▶ Record excerpts:

════════

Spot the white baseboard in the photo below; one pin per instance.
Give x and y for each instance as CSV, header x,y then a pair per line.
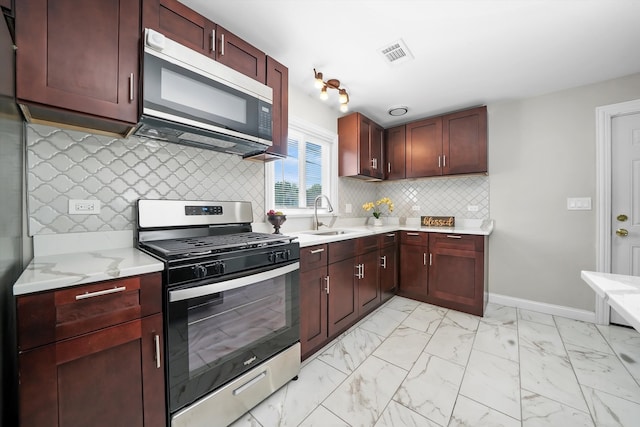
x,y
541,307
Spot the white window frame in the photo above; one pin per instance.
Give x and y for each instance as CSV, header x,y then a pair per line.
x,y
329,158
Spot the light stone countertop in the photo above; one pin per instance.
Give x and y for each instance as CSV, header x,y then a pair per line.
x,y
63,270
310,238
620,291
101,261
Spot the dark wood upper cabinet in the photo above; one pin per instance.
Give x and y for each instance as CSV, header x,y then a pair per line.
x,y
424,148
451,144
360,147
78,62
236,53
464,142
278,80
180,23
395,152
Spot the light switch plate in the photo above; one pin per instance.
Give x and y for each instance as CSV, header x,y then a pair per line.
x,y
579,203
84,207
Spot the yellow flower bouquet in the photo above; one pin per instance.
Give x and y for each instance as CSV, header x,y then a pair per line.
x,y
377,213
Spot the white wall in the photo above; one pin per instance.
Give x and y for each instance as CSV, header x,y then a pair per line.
x,y
541,151
312,110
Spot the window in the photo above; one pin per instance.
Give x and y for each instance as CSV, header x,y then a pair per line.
x,y
294,183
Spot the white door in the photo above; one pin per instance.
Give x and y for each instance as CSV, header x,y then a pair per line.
x,y
625,198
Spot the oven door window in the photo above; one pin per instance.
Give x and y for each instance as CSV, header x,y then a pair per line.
x,y
215,337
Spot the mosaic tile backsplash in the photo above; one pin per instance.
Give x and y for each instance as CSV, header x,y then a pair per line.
x,y
64,164
434,196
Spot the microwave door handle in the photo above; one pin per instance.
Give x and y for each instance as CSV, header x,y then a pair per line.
x,y
227,285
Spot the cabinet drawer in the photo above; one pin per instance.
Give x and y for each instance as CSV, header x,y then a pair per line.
x,y
414,238
462,242
56,315
387,239
366,244
313,257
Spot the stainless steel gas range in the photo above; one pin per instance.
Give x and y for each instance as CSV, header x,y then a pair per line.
x,y
231,309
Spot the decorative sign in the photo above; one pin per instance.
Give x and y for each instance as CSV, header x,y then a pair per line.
x,y
438,221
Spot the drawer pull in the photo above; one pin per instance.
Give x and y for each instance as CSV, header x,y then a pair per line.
x,y
100,293
156,342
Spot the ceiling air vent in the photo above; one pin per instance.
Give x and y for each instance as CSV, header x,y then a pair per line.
x,y
396,52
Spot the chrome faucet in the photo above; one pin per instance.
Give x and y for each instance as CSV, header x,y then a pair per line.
x,y
316,223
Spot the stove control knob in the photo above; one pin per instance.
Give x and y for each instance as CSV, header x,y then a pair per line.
x,y
200,271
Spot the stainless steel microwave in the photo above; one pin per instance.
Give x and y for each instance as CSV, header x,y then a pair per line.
x,y
191,99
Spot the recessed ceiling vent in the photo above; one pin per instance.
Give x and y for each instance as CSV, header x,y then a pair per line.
x,y
396,52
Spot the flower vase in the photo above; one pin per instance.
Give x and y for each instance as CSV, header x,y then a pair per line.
x,y
276,221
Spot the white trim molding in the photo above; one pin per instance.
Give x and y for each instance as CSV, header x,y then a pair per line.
x,y
604,115
541,307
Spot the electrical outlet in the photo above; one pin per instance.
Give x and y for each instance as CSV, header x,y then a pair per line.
x,y
579,203
84,207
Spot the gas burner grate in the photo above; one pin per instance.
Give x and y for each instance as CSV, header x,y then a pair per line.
x,y
202,245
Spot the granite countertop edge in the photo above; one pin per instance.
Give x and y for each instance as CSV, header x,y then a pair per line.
x,y
46,273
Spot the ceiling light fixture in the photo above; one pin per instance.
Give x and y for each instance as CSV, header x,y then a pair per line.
x,y
343,96
398,111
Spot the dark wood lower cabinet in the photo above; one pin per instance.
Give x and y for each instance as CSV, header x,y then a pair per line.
x,y
443,269
340,283
105,378
110,373
368,283
388,272
343,296
456,273
313,308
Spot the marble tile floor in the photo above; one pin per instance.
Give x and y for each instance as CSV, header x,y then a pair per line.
x,y
415,364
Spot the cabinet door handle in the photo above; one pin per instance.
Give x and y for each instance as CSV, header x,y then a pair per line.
x,y
100,293
156,342
131,87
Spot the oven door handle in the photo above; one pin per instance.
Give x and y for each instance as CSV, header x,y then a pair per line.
x,y
227,285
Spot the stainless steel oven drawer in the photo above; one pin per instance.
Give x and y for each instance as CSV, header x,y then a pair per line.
x,y
242,394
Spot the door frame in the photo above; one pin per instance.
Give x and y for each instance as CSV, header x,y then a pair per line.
x,y
604,116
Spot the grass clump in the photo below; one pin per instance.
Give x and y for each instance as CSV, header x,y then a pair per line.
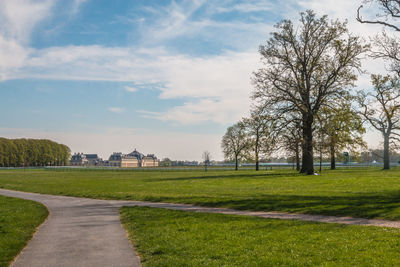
x,y
18,221
177,238
358,192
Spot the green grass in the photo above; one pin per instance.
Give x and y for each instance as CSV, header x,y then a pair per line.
x,y
368,193
176,238
18,221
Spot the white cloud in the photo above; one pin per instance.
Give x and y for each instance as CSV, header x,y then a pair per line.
x,y
19,17
117,110
130,89
106,141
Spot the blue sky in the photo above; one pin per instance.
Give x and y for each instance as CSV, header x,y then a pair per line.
x,y
165,77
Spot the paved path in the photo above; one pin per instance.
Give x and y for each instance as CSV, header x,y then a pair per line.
x,y
88,232
78,232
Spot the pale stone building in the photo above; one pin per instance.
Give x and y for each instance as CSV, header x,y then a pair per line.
x,y
80,159
132,160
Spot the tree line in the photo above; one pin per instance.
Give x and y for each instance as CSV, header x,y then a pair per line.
x,y
303,100
32,152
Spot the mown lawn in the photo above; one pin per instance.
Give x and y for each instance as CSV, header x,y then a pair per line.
x,y
18,221
369,193
177,238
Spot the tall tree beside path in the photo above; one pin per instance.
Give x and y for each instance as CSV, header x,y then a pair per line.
x,y
381,108
235,143
305,68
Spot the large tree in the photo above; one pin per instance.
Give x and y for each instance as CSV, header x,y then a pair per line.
x,y
305,67
381,108
235,143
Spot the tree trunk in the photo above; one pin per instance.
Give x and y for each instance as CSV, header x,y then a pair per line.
x,y
236,163
297,157
257,163
333,158
386,156
307,155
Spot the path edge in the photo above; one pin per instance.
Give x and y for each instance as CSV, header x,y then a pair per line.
x,y
34,233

════════

▶ Try it: Pull out every line of the records above that contains the word "path".

▶ Result of the exercise:
Spot the paved path in the photo above; one pin per instance.
Spot the tall tree beside path in the photo above; one pin per instance.
Spot the path edge in the photo above; one pin per instance.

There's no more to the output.